DOCUMENT EXCERPT:
= = = = =

The goal of simpletextr is to create simple Natural Language Processing functions that take care of the pre-processing and allow the user to focus on the task and the output. This would be most useful where the objective is to extract something from a vector of text.
There are some common NLP or text-mining tasks to begin with could be entity extraction (people, places), keyword extraction and perhaps even topic modelling or text classification.
The functions would all be self-descriptive so: extract_place()
,
extract_people()
, extract_topics()
etc.
Inputs would be simple vectors of text and outputs a vector or list of the same length. So this could easily slot into a tidy workflow:
df %>%
mutate(keywords = extract_keywords(text_column))
The most complex part of NLP is the pre-processing. But I suspect (hope) it would be possible to setup a robust and generic process. And I think for 90% of use cases a generic pre-processing with only a few options would be sufficient.
The question I have is whether or not something like this already exists, I will check.
You can install the released version of simpletextr from Github with:
devtools::install_github("ropenscilabs/simpletextr")
This is a basic example which shows you how to clean a small twitter
dataset from #ozunconf18
:
library(simpletextr)
text <- ozunconf18_tweets$text
cleaned <- clean_text(text, stop_words = 'rt')

= = = = =

Pick up the text on the simpletextr package after its final line and carry it forward.

A run of records

= = = = =

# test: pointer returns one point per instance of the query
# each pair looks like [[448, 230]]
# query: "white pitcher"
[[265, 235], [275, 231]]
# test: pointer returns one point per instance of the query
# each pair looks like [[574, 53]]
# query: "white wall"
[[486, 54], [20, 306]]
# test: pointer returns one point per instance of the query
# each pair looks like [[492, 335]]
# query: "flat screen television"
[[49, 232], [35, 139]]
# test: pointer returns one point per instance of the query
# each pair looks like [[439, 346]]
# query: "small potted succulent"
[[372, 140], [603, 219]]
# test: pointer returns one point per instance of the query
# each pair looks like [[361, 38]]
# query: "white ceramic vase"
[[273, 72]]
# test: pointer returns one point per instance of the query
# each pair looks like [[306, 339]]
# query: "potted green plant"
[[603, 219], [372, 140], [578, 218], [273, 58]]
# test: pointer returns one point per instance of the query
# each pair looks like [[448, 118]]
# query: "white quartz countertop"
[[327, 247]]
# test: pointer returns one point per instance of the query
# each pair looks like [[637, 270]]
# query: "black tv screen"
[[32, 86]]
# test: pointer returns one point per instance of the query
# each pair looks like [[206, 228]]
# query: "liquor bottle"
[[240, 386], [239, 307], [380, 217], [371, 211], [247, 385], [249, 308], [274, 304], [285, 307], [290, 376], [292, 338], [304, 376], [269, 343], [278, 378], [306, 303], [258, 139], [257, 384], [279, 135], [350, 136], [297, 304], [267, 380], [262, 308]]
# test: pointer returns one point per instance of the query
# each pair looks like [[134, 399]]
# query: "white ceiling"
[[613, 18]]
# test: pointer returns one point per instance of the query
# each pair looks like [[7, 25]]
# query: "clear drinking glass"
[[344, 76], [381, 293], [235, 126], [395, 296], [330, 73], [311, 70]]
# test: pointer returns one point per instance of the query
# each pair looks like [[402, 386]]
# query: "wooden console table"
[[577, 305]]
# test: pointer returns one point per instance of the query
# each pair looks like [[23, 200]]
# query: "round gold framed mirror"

= = = = =

EXERCISE OUTPUT:
Now we can see the difference between a raw tweet:
RT @fidlerfm: Excited about tomorrow’s talk by Franca Agnoli on failures to replicate stereotype threat effects in girls’ mathematics perfo…
and the same tweet cleaned:
fidlerfm excited tomorrows talk franca agnoli failures replicate stereotype threat effects girls mathematics perfo…
tt <- term_table(cleaned)
term | count |
---|---|
26 | |
ozunconf | 24 |
moving | 23 |
https | 22 |
day | 21 |
nj | 13 |
wordcloud::wordcloud(tt$term, tt$count, col = RColorBrewer::brewer.pal(8, 'Set2'), min.freq='5')
After reading Text Mining with R it
appears many of the objectives of this package are already met by the
tidytext
package. There is still some value in a package such as
simpletextr
. But better understanding of current tools is required for
this value to be identified.
library(dplyr)
library(tidytext)
library(stringr)
tv <- ozunconf18_tweets %>%
unnest_tokens(word, text, token = 'tweets')
tidy_tt <- term_table(tv$word)
wordcloud::wordcloud(tidy_tt$term, tidy_tt$count, col = RColorBrewer::brewer.pal(8, 'Set2'), min.freq='5')